--- start of Text segment ---

Published:Thursday | April 23, 2015 | 9:52 PM

Fifteen years after peaking during the dot-com boom, the Nasdaq composite has reached a new all-time high.
But this isn't the Nasdaq of Pets.com and Webvan, when companies were valued on "cash burn rates" and "eyeballs".
This Nasdaq, while still focused on technology companies, is a little more diversified than it was back then. And while the index, which tracks 2,500-plus stocks, has been steadily climbing since 2011, its ascent isn't the crazed surge that preceded its last record close.
As the tech-mania took hold, investors pushed up the prices of all kinds of internet-related stocks. Some were never profitable and disappeared. Others, like Priceline.com and Amazon, have survived and prospered.
Now the index has clawed back. It has ridden a six-year bull market for stocks to close at 5,056.06 on Thursday, surpassing its previous record closing high of 5,048.62, reached on March 10, 2000.
The index ended the day up 20 points, or 0.4 per cent, and has climbed 7 per cent this year, by far the best performance among major US stock indexes.
The headline number aside, the Nasdaq today is very different from the index and the overall market at the height of the technology boom, says Karyn Cavanaugh, a senior market strategist at Voya Investment Management. Investors have much more measured expectations of companies' future earnings compared with the frenzied dot-com years.
During the boom "everybody was buying stocks, the cafeteria people were talking about their stocks," said Cavanaugh, adding that now, "I don't feel there's the same frothiness. If it's a party, it's one of the most subdued ones I've ever been to."
There's another caveat to consider. Taking the effect of inflation into account, the index would have to reach 6,908 to match its highs from 15 years ago.
Here's a closer look at the Nasdaq then and now:

THE DRIVERS
- Now:
The Nasdaq's current rise has been driven by technology and health care. In a slow-growth world, investors favour industries where earnings will be better than average. Tech stocks are poised to benefit as companies increase their spending on equipment and software to cut costs and improve productivity. Health care stocks have been climbing as investors bet that biotechnology companies will discover the next blockbuster drug.

--- end of Text segment ---
--- start of Dataset entries ---

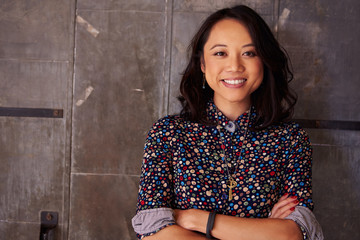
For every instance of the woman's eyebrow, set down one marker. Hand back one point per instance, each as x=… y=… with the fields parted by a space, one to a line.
x=223 y=45
x=218 y=45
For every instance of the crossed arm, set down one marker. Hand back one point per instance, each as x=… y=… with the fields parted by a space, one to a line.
x=191 y=225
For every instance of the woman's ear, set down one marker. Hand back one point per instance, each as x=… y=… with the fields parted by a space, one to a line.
x=202 y=64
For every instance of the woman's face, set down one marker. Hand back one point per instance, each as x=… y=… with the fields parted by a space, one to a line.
x=231 y=65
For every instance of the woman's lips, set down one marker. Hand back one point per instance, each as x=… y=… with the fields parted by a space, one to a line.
x=234 y=83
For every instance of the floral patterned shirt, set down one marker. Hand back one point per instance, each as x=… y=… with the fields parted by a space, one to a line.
x=188 y=165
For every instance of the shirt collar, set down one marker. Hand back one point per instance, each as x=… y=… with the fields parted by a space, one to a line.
x=214 y=114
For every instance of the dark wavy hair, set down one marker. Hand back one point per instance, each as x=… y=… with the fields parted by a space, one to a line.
x=274 y=101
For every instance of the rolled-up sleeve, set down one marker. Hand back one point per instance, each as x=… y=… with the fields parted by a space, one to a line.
x=156 y=181
x=297 y=181
x=307 y=222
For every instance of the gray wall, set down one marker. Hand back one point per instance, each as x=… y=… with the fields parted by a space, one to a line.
x=113 y=67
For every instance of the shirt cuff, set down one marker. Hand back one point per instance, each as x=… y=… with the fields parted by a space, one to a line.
x=308 y=224
x=152 y=220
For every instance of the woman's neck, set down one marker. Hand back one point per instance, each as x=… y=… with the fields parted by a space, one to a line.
x=233 y=110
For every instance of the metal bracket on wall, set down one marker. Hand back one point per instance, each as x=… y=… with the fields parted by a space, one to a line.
x=31 y=112
x=49 y=221
x=329 y=124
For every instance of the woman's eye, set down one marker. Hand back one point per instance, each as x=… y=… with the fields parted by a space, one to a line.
x=249 y=54
x=220 y=54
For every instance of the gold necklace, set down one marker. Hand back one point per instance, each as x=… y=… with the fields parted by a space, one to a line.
x=231 y=183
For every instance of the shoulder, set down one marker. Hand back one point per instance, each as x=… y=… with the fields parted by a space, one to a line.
x=169 y=122
x=166 y=126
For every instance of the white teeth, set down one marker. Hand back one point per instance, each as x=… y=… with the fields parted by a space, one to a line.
x=235 y=81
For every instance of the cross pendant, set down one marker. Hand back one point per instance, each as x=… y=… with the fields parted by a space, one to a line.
x=231 y=184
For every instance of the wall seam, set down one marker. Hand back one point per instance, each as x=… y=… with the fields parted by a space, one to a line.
x=70 y=129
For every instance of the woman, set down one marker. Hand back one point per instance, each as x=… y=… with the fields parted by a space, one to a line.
x=230 y=165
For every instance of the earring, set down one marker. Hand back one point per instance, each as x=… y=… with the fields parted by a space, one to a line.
x=204 y=81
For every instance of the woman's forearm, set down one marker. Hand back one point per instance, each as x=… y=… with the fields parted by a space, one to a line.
x=229 y=227
x=175 y=232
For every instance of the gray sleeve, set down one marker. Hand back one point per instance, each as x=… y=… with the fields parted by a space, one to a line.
x=151 y=220
x=306 y=219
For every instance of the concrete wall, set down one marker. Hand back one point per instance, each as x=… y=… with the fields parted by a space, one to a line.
x=113 y=67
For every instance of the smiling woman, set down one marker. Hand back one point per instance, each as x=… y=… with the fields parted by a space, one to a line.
x=231 y=67
x=231 y=165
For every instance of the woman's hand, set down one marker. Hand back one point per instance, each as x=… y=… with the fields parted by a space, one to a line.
x=284 y=207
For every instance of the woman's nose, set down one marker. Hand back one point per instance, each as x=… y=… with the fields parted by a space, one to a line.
x=236 y=64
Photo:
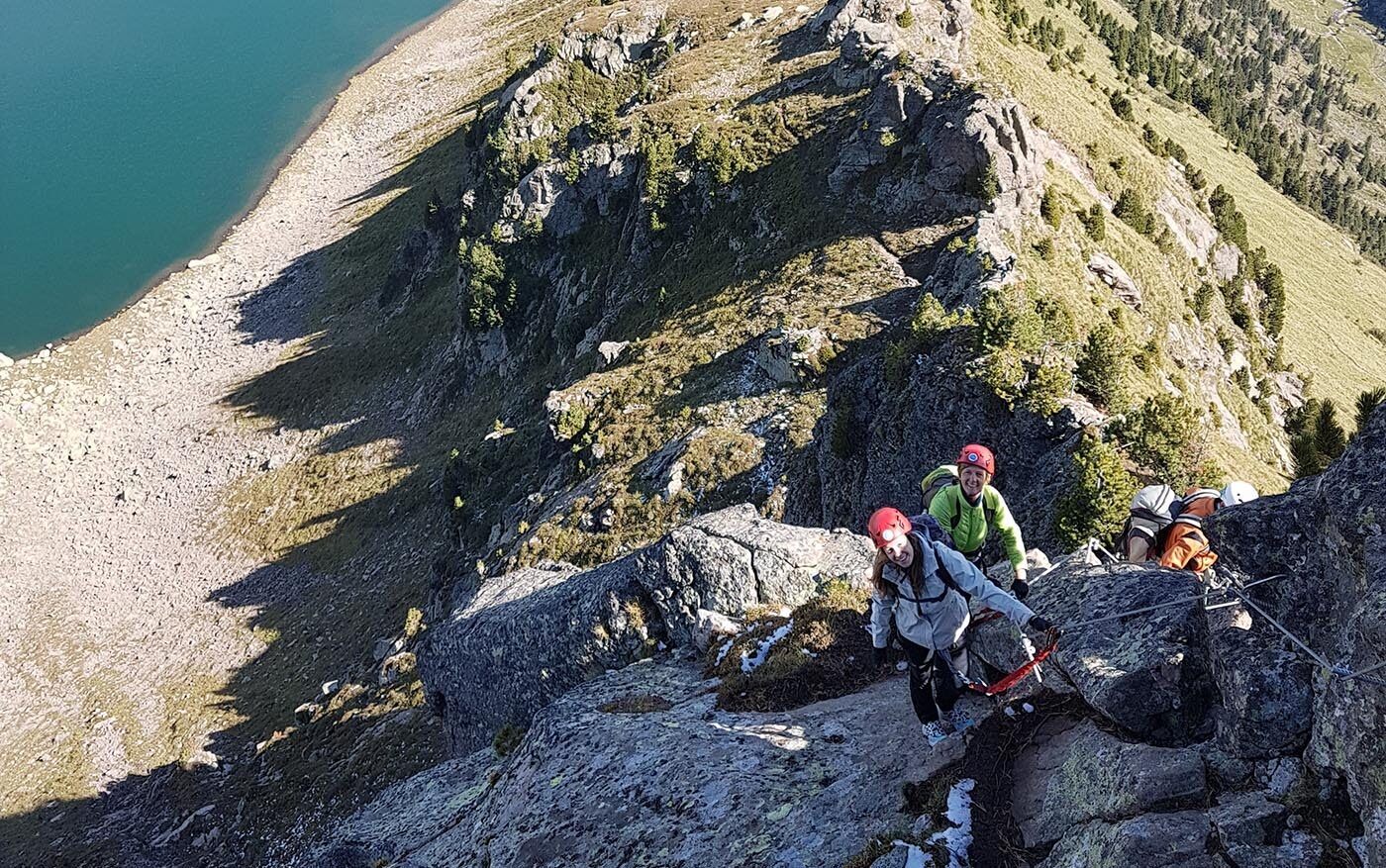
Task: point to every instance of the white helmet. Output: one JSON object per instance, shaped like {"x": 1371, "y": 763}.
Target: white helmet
{"x": 1238, "y": 493}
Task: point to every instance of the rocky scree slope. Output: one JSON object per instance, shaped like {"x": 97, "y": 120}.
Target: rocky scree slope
{"x": 1188, "y": 735}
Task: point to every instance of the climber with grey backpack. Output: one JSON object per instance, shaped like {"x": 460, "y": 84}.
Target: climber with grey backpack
{"x": 922, "y": 585}
{"x": 1168, "y": 529}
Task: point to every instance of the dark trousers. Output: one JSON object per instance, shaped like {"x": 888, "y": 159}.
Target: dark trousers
{"x": 933, "y": 681}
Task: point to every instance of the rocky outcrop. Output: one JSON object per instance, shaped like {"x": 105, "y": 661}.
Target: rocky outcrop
{"x": 1191, "y": 229}
{"x": 1327, "y": 535}
{"x": 1171, "y": 840}
{"x": 901, "y": 433}
{"x": 672, "y": 785}
{"x": 789, "y": 355}
{"x": 616, "y": 46}
{"x": 1073, "y": 773}
{"x": 531, "y": 635}
{"x": 1111, "y": 272}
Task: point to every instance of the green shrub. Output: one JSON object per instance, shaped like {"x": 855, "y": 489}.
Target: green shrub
{"x": 1104, "y": 370}
{"x": 1094, "y": 221}
{"x": 1049, "y": 383}
{"x": 506, "y": 739}
{"x": 984, "y": 183}
{"x": 1097, "y": 502}
{"x": 1317, "y": 438}
{"x": 1050, "y": 208}
{"x": 1009, "y": 335}
{"x": 1227, "y": 218}
{"x": 932, "y": 319}
{"x": 1133, "y": 210}
{"x": 1122, "y": 106}
{"x": 1203, "y": 300}
{"x": 657, "y": 152}
{"x": 844, "y": 426}
{"x": 488, "y": 293}
{"x": 1166, "y": 437}
{"x": 1271, "y": 282}
{"x": 1367, "y": 404}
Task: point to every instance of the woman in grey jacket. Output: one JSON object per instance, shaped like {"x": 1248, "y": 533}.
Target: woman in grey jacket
{"x": 918, "y": 580}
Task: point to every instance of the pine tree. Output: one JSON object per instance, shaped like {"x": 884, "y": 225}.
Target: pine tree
{"x": 1367, "y": 404}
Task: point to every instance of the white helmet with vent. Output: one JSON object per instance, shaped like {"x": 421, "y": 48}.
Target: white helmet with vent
{"x": 1238, "y": 493}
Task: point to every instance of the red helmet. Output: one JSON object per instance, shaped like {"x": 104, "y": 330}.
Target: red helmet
{"x": 977, "y": 456}
{"x": 886, "y": 525}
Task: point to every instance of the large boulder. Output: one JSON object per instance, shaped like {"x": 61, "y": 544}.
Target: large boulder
{"x": 1146, "y": 673}
{"x": 898, "y": 434}
{"x": 1073, "y": 773}
{"x": 1327, "y": 535}
{"x": 531, "y": 635}
{"x": 732, "y": 559}
{"x": 1267, "y": 702}
{"x": 1170, "y": 840}
{"x": 641, "y": 768}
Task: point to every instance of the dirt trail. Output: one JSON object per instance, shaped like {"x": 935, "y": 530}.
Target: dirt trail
{"x": 115, "y": 448}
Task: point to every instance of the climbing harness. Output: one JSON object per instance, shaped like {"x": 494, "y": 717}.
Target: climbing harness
{"x": 1015, "y": 677}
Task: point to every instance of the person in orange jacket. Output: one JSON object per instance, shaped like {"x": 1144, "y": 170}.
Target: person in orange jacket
{"x": 1185, "y": 545}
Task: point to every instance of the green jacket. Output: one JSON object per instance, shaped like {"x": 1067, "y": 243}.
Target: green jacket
{"x": 967, "y": 522}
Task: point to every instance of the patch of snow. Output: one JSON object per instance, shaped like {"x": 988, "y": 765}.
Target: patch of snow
{"x": 721, "y": 654}
{"x": 914, "y": 856}
{"x": 750, "y": 664}
{"x": 958, "y": 837}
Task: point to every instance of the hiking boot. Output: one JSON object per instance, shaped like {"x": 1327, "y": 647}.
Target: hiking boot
{"x": 958, "y": 720}
{"x": 935, "y": 732}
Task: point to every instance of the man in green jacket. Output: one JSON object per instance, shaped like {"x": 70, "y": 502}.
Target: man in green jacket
{"x": 965, "y": 504}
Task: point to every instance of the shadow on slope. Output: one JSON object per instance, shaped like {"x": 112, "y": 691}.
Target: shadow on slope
{"x": 353, "y": 532}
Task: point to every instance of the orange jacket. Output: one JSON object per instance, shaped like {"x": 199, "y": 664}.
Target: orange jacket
{"x": 1187, "y": 548}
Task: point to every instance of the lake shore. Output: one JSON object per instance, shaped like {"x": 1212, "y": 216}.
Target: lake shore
{"x": 218, "y": 238}
{"x": 118, "y": 445}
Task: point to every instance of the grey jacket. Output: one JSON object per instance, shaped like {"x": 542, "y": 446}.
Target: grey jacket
{"x": 938, "y": 618}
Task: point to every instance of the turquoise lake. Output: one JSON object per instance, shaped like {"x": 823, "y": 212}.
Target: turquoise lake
{"x": 132, "y": 132}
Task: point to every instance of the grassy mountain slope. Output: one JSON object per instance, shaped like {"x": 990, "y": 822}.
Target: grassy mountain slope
{"x": 1333, "y": 291}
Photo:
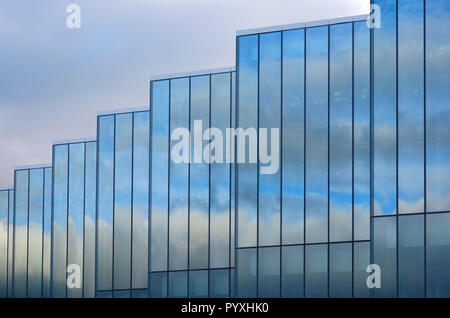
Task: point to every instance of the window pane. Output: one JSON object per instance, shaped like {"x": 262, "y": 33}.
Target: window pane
{"x": 385, "y": 254}
{"x": 293, "y": 136}
{"x": 438, "y": 113}
{"x": 199, "y": 175}
{"x": 292, "y": 271}
{"x": 341, "y": 132}
{"x": 247, "y": 117}
{"x": 219, "y": 283}
{"x": 341, "y": 270}
{"x": 159, "y": 175}
{"x": 316, "y": 271}
{"x": 384, "y": 110}
{"x": 317, "y": 134}
{"x": 89, "y": 219}
{"x": 76, "y": 211}
{"x": 122, "y": 200}
{"x": 411, "y": 263}
{"x": 141, "y": 158}
{"x": 246, "y": 279}
{"x": 220, "y": 176}
{"x": 438, "y": 255}
{"x": 105, "y": 202}
{"x": 178, "y": 284}
{"x": 361, "y": 131}
{"x": 269, "y": 272}
{"x": 178, "y": 209}
{"x": 269, "y": 118}
{"x": 59, "y": 227}
{"x": 198, "y": 284}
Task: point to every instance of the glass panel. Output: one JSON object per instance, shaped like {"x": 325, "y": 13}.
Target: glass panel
{"x": 341, "y": 83}
{"x": 293, "y": 136}
{"x": 219, "y": 283}
{"x": 199, "y": 175}
{"x": 269, "y": 118}
{"x": 76, "y": 211}
{"x": 385, "y": 254}
{"x": 316, "y": 271}
{"x": 178, "y": 208}
{"x": 178, "y": 284}
{"x": 141, "y": 158}
{"x": 105, "y": 202}
{"x": 4, "y": 201}
{"x": 122, "y": 201}
{"x": 160, "y": 175}
{"x": 35, "y": 226}
{"x": 10, "y": 243}
{"x": 21, "y": 233}
{"x": 219, "y": 232}
{"x": 410, "y": 107}
{"x": 89, "y": 219}
{"x": 292, "y": 279}
{"x": 247, "y": 117}
{"x": 59, "y": 228}
{"x": 198, "y": 284}
{"x": 269, "y": 272}
{"x": 437, "y": 109}
{"x": 158, "y": 285}
{"x": 361, "y": 132}
{"x": 246, "y": 272}
{"x": 341, "y": 270}
{"x": 438, "y": 255}
{"x": 317, "y": 134}
{"x": 411, "y": 262}
{"x": 384, "y": 111}
{"x": 361, "y": 259}
{"x": 47, "y": 252}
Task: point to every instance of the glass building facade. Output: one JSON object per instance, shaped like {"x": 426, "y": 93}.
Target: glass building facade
{"x": 74, "y": 218}
{"x": 358, "y": 118}
{"x": 123, "y": 203}
{"x": 192, "y": 202}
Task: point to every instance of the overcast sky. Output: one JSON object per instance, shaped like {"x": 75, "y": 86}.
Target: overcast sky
{"x": 54, "y": 80}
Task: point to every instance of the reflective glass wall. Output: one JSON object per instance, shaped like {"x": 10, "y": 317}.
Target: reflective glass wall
{"x": 411, "y": 66}
{"x": 303, "y": 228}
{"x": 74, "y": 219}
{"x": 31, "y": 235}
{"x": 192, "y": 202}
{"x": 123, "y": 202}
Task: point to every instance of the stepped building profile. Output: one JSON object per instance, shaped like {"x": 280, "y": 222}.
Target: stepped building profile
{"x": 363, "y": 176}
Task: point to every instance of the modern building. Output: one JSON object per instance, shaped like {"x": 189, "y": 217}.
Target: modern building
{"x": 357, "y": 117}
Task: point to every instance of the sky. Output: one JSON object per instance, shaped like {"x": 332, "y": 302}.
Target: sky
{"x": 54, "y": 80}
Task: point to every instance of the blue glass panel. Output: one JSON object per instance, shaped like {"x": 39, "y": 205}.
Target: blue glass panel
{"x": 384, "y": 110}
{"x": 385, "y": 254}
{"x": 247, "y": 117}
{"x": 198, "y": 284}
{"x": 341, "y": 83}
{"x": 159, "y": 175}
{"x": 292, "y": 146}
{"x": 292, "y": 274}
{"x": 317, "y": 134}
{"x": 341, "y": 270}
{"x": 199, "y": 175}
{"x": 361, "y": 131}
{"x": 246, "y": 272}
{"x": 269, "y": 118}
{"x": 316, "y": 271}
{"x": 178, "y": 208}
{"x": 437, "y": 105}
{"x": 411, "y": 257}
{"x": 141, "y": 158}
{"x": 438, "y": 255}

--- end of Dataset entries ---

Challenge: In the article about the Nasdaq, what was the index's previous record closing high, and on what date was it reached? These items have no connection to the article about the Nasdaq.

Exercise result: 5,048.62, reached on March 10, 2000.